Record excerpts:
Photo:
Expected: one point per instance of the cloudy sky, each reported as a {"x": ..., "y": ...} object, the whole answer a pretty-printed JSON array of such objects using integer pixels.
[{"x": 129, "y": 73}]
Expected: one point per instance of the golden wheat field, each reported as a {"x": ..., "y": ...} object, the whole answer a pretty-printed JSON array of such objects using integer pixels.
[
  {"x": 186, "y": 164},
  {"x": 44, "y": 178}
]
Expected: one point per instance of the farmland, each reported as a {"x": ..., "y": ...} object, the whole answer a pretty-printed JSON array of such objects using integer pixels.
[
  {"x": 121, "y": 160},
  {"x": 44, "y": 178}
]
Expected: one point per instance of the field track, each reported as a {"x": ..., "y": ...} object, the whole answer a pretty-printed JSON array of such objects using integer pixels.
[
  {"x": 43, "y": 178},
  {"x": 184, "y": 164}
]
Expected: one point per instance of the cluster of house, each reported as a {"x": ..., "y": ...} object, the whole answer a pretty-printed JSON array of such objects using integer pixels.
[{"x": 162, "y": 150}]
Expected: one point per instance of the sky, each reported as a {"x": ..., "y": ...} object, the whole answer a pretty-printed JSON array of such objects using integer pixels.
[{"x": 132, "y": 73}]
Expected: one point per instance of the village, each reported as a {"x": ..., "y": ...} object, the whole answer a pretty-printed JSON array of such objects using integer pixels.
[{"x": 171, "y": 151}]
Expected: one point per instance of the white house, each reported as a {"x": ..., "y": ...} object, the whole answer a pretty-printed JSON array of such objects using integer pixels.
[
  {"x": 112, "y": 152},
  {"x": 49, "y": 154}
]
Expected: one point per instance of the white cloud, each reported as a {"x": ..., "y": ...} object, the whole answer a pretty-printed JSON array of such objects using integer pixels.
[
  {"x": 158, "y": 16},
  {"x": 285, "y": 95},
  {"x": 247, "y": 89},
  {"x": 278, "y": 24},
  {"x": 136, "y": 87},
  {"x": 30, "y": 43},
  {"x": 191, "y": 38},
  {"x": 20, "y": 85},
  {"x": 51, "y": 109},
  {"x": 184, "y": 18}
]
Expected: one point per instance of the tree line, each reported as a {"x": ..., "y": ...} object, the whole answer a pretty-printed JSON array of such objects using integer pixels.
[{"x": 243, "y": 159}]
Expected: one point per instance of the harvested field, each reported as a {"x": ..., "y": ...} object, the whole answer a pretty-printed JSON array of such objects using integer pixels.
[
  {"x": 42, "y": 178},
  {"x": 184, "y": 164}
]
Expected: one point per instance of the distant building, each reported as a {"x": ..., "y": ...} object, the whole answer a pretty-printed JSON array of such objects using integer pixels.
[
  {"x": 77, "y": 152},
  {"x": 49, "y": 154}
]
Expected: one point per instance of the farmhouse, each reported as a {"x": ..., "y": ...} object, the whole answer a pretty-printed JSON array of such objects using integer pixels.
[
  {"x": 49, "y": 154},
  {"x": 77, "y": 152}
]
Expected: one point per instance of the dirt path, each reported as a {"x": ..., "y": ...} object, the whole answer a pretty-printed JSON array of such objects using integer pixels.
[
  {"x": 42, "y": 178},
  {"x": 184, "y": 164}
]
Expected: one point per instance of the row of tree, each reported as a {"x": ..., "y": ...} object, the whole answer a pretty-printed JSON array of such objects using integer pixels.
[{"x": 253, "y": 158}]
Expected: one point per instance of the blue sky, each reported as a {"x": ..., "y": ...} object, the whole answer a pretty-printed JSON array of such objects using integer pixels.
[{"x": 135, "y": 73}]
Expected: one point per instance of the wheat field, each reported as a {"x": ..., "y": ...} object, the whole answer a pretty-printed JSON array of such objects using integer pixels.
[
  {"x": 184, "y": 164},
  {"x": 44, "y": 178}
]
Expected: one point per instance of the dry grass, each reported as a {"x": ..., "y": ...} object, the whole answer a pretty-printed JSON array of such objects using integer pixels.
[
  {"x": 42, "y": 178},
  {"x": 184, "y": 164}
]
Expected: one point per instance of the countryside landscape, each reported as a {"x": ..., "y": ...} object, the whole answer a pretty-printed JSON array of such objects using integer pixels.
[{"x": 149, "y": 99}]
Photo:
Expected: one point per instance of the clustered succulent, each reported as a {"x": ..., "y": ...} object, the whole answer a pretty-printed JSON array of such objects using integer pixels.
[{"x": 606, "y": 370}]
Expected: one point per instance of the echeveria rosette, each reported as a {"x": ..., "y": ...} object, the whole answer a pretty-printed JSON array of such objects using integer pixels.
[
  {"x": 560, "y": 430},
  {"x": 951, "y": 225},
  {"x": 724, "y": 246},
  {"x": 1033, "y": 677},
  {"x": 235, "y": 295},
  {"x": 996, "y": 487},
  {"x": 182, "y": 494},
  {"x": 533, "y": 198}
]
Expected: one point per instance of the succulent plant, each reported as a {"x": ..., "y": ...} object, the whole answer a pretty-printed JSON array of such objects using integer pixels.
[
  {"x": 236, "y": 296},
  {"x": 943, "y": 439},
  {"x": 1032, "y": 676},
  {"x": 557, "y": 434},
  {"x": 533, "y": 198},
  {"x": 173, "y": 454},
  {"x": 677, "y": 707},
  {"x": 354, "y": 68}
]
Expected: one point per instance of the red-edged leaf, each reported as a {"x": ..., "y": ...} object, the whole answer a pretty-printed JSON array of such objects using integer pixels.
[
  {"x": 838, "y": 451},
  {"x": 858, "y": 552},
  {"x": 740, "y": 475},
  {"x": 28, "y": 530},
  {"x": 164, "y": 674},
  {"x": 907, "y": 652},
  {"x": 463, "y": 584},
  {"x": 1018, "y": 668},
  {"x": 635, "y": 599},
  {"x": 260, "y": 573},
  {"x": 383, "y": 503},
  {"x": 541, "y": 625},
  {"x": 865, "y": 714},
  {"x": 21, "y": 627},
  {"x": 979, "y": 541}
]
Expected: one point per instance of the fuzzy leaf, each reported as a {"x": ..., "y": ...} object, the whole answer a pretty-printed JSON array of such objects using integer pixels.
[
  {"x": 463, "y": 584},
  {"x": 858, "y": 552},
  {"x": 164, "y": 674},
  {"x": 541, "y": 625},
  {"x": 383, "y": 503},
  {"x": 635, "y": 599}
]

Prompt:
Nothing should be left out: repeat all of the data exactly.

Exercise answer:
Photo:
Expected: one point per instance of the cloudy sky, each reported as a {"x": ..., "y": ...} object, the whole answer a pretty-printed JSON array of such objects using integer pixels.
[{"x": 129, "y": 73}]
Expected: one point per instance of the golden wheat field, each reported as a {"x": ..., "y": ...} object, the whole answer a pretty-printed JSON array of such objects using integer pixels.
[
  {"x": 186, "y": 164},
  {"x": 44, "y": 178}
]
Expected: one point per instance of the farmland, each reported as a {"x": ..., "y": ...} object, the whole answer a pretty-printed JSON array of such objects using integer pixels.
[
  {"x": 121, "y": 160},
  {"x": 44, "y": 178}
]
Expected: one point per instance of the field track, each reported as a {"x": ..., "y": ...} object, the whole answer a pretty-printed JSON array of such objects using integer pixels.
[
  {"x": 43, "y": 178},
  {"x": 184, "y": 164}
]
Expected: one point per instance of the cluster of house, each reported as a {"x": ..., "y": ...} object, the whole answer a pretty-printed JSON array of such objects using integer pixels.
[{"x": 162, "y": 150}]
Expected: one point per instance of the sky, each reported as a {"x": ..., "y": ...} object, the whole answer a pretty-printed JSON array of such objects using integer pixels.
[{"x": 132, "y": 73}]
Expected: one point per instance of the village, each reported as a {"x": ..., "y": ...} object, the whole answer a pretty-printed JSON array of such objects using integer pixels.
[{"x": 171, "y": 151}]
Expected: one point per instance of the white house, each reported as a {"x": ..., "y": ...} object, the whole answer a pretty-printed JSON array of such objects using integer pixels.
[
  {"x": 112, "y": 152},
  {"x": 49, "y": 154}
]
Expected: one point per instance of the white cloud, each reported as a {"x": ..., "y": ...} object, the whole answer a pretty-printed JSON array of such objects using integer pixels.
[
  {"x": 158, "y": 16},
  {"x": 285, "y": 95},
  {"x": 247, "y": 89},
  {"x": 278, "y": 24},
  {"x": 136, "y": 87},
  {"x": 30, "y": 43},
  {"x": 191, "y": 38},
  {"x": 20, "y": 85},
  {"x": 51, "y": 109},
  {"x": 184, "y": 18}
]
Expected: one point per instance of the tree line, each reported as a {"x": ..., "y": ...} object, the whole answer a pretty-printed JSON array of such objects using integer pixels.
[{"x": 243, "y": 159}]
Expected: one point per instance of the harvested field, each reported as a {"x": ..., "y": ...} object, the whole answer a pretty-printed JSON array of such objects using integer pixels.
[
  {"x": 42, "y": 178},
  {"x": 184, "y": 164}
]
Expected: one point per instance of the distant building, each reported as a {"x": ..., "y": ...} object, the whole answer a pretty-printed JSON array of such objects using integer pixels.
[
  {"x": 77, "y": 152},
  {"x": 49, "y": 154}
]
Expected: one point per instance of the farmhouse, each reported as a {"x": ..., "y": ...} object, the whole answer a pretty-printed JSON array of such objects using integer pixels.
[
  {"x": 49, "y": 154},
  {"x": 77, "y": 152}
]
Expected: one point per instance of the dirt path, each reported as a {"x": ..., "y": ...} object, the whole answer a pretty-printed JSON array of such objects using integer pixels.
[
  {"x": 42, "y": 178},
  {"x": 184, "y": 164}
]
Expected: one point per instance of the row of tree, each reported as a {"x": ..., "y": ...} object, the whole answer a pretty-printed JSON array of such objects using integer pixels.
[{"x": 253, "y": 158}]
Expected: one point per instance of the blue sky, each reported as a {"x": ..., "y": ...} object, the whole answer a pretty-printed JSON array of such objects using integer pixels.
[{"x": 135, "y": 73}]
Expected: one point per instance of the wheat field, each reported as a {"x": ..., "y": ...} object, the whole answer a pretty-printed JSON array of such objects using integer pixels.
[
  {"x": 184, "y": 164},
  {"x": 44, "y": 178}
]
Expected: one point per instance of the dry grass, each reported as a {"x": ..., "y": ...} object, the whole answer a pretty-printed JSON array of such objects using integer pixels.
[
  {"x": 42, "y": 178},
  {"x": 184, "y": 164}
]
Expected: one point per instance of the countryside landscape, each reported as a {"x": ..., "y": ...} object, the whole answer a pretty-printed JSON array of such objects using integer pixels.
[{"x": 149, "y": 99}]
Photo:
Expected: one point per instance of the clustered succulent, each reported as a {"x": ..., "y": ...} object, the whole answer a pretty-printed JSON array of such objects using integer pixels.
[{"x": 606, "y": 370}]
Expected: one point per instance of the echeveria rosette, each reported as a {"x": ..., "y": ...} object, the whole answer a pretty-printed JSON array of such objects using integer pixels.
[
  {"x": 560, "y": 430},
  {"x": 951, "y": 225},
  {"x": 724, "y": 246},
  {"x": 1033, "y": 677},
  {"x": 235, "y": 295},
  {"x": 996, "y": 487},
  {"x": 182, "y": 494},
  {"x": 533, "y": 198}
]
Expected: one point per instance of the succulent plant, each reported as a {"x": ..., "y": ...} object, the whole answer a pretty-printed JSON array of such objects using integer pixels.
[
  {"x": 236, "y": 296},
  {"x": 943, "y": 439},
  {"x": 1032, "y": 676},
  {"x": 557, "y": 434},
  {"x": 533, "y": 198},
  {"x": 173, "y": 454},
  {"x": 677, "y": 707},
  {"x": 354, "y": 68}
]
Expected: one point per instance of the red-edged leaf, each reported as a {"x": ..., "y": ...} object, the whole answer a pretty-printed JSON array of such objects using integer pixels.
[
  {"x": 838, "y": 451},
  {"x": 858, "y": 552},
  {"x": 740, "y": 475},
  {"x": 28, "y": 530},
  {"x": 164, "y": 674},
  {"x": 907, "y": 652},
  {"x": 463, "y": 584},
  {"x": 1018, "y": 668},
  {"x": 635, "y": 599},
  {"x": 260, "y": 573},
  {"x": 383, "y": 503},
  {"x": 541, "y": 625},
  {"x": 865, "y": 714},
  {"x": 21, "y": 627},
  {"x": 979, "y": 541}
]
Expected: one point per instance of the fuzzy leaf, each reported as a {"x": ..., "y": ...} object, the whole answer a pretty-printed JSON array of such objects using integer pixels.
[
  {"x": 463, "y": 584},
  {"x": 858, "y": 552},
  {"x": 164, "y": 674},
  {"x": 541, "y": 625},
  {"x": 383, "y": 503},
  {"x": 635, "y": 599}
]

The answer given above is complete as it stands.